What this exercise asks
a – Transcribe the passage on system monitoring word for word, starting with "Hardware is expensive." and going on through "being caught short.".
b – In the passage on system monitoring, what does an SRE model assume about system availability?

--- Provided text Enclosed Below ---

After the expenditure of hours, effort, and money on standing up a monitoring system, what exactly is being monitored? Or, in other words, what does up actually mean? And from whose perspective? Monitoring done right provides observability into the system being monitored.

One of the more popular reasons for monitoring is meeting a Service Level Agreement (SLA). Most SLAs usually involve some financial penalty either due or refunded depending on the verbiage in the contract. And most SLA goals are so unrealistic that invoking them, or proving their deficiency would need more than just a talented statistician, and a bevy of lawyers. If the reason for monitoring is to avoid or prove an SLA violation, then other things can be done with the resources. Especially when looking at system availability from the perspective of an SRE model, which assumes no system will be up one hundred percent of the time².

Traditional monitoring has been done from the inside out. Up means, a server is showing a positive CPU, has memory available, and the application, such as it is, is running. What does running mean? In the UNIX world, it means that the application has not gone into zombie status³. In modern systems, this model is not enough. Systems can be functioning, yet the end-users are unable to access services. Even harder to track, if not adequately instrumented, is the partial disconnect of a system. The user believes a transaction has completed, yet there is no record of that transaction in the database, or worse, the transaction occurs multiple times. When it involves money, this could lead to larger than expected charges, overdrafts, etc. Understanding that the entire system is working correctly from end-user to back-end and back again is critical. A sound monitoring system will properly report the status of messages as well as give you the observability down to the thread level of what is happening.

Hardware is expensive. Cloud services cost money per minute, or per transaction or per byte of storage. With proper monitoring, metrics can be collected to provide demand forecasting and capacity planning, which results in better cost containment and provides departments the ability to argue for more substantial expenditures based on past usage histories and predictable future loads. Proper capacity planning also allows for growth predictability for new and existing services as well as the ability to increase capacity to support the future load without the risk of being caught short.

With proper monitoring, we can evaluate performance, specifically around behavior. A piece of software is updated. Is the update successful? How is this measured? With metrics, of course. Was the update supposed to improve throughput? If so, did performance improve? Because of monitoring, it is simple to show that if the change made was effective in achieving the goal of the upgrade. Or not, and if not, what did happen. This can be returned to the development team to resolve with the support of metrics that show the exact effect the software is having on the system. No more he said/she said arguments or antidotal discussions.

Finally, with proper monitoring, which leads to useful metrics, a risk budget can be established. To accomplish this, service risk must be identified, and that means metrics. Risk can include costs related to redundancies or opportunity, but if there are no measures, then the risk is only a gut reaction. To be efficient, it has to be measured. Downtime has to be quantified. Application failures must be offset by success and evaluated for value. For example, is a sign-up failure the same value as a failed poll request for new email? Which is the higher risk? Which has the more significant opportunity cost? Monitoring metrics help answer questions based on business cases.

Profiling vs Monitoring

Monitoring allows for the collection of metrics about events from all over the environment. This is usually limited to the numbers that can be aggregated while the raw information is purged shortly after the data’s been collected. If more specific information is needed or has been maintained over long periods, we are generally talking about logging.

--- End of Enclosed Provided text ---
--- Provided information Enclosed Below ---

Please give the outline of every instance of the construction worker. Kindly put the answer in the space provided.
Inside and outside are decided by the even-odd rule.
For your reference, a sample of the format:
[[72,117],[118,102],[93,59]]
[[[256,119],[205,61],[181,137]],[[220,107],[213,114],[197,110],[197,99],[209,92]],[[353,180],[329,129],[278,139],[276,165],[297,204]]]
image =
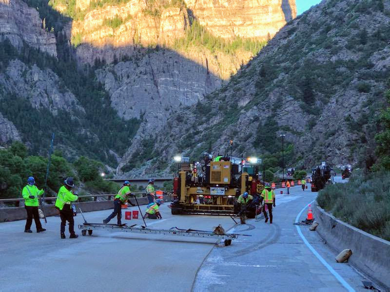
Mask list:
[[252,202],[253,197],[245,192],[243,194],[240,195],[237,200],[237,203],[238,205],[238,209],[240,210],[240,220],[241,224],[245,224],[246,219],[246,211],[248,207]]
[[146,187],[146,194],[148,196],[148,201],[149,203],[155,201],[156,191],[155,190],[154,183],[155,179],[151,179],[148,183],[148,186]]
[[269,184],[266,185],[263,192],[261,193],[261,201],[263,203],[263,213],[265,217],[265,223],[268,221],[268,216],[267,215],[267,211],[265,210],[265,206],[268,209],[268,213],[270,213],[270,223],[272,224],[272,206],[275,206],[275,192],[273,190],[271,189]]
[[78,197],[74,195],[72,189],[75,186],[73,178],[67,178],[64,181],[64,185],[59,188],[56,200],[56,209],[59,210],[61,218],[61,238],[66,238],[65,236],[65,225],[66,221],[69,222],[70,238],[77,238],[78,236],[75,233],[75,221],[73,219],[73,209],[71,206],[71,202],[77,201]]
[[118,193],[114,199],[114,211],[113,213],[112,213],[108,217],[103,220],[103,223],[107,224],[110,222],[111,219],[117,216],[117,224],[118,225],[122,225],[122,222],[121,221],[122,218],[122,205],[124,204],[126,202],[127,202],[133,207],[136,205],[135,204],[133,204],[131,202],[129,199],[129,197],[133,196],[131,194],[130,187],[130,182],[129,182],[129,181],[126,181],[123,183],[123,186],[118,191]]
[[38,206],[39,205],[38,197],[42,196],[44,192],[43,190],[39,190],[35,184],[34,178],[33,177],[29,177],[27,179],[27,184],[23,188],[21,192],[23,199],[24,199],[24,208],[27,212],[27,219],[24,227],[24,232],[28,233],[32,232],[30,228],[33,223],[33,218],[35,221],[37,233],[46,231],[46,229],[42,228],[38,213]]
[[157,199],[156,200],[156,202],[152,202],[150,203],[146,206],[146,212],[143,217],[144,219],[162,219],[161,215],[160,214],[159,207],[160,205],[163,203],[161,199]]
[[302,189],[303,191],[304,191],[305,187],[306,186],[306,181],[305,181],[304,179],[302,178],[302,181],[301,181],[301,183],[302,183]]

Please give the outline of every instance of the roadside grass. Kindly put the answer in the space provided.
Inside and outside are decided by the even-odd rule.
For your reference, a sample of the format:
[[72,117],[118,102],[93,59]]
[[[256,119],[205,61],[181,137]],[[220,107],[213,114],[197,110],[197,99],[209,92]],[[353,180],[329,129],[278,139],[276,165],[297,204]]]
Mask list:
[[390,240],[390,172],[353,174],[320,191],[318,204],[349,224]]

--- End of Enclosed Provided information ---

Problem solutions
a –
Hardware is expensive. Cloud services cost money per minute, or per transaction or per byte of storage. With proper monitoring, metrics can be collected to provide demand forecasting and capacity planning, which results in better cost containment and provides departments the ability to argue for more substantial expenditures based on past usage histories and predictable future loads. Proper capacity planning also allows for growth predictability for new and existing services as well as the ability to increase capacity to support the future load without the risk of being caught short.

b – It assumes no system will be up one hundred percent of the time.